[Part of a data file]

★ ★ ★ ★ ★ ★ ★

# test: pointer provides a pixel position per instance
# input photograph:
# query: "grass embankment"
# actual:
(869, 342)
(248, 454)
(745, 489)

★ ★ ★ ★ ★ ★ ★

DIRECTION:
Copy every line of the items above in full, keeping all other lines as they are, and add 146 to each number in the pixel coordinates.

FINAL ANSWER:
# test: pointer provides a pixel position per instance
# input photograph:
# query: "grass embankment"
# actual:
(1015, 488)
(394, 600)
(891, 635)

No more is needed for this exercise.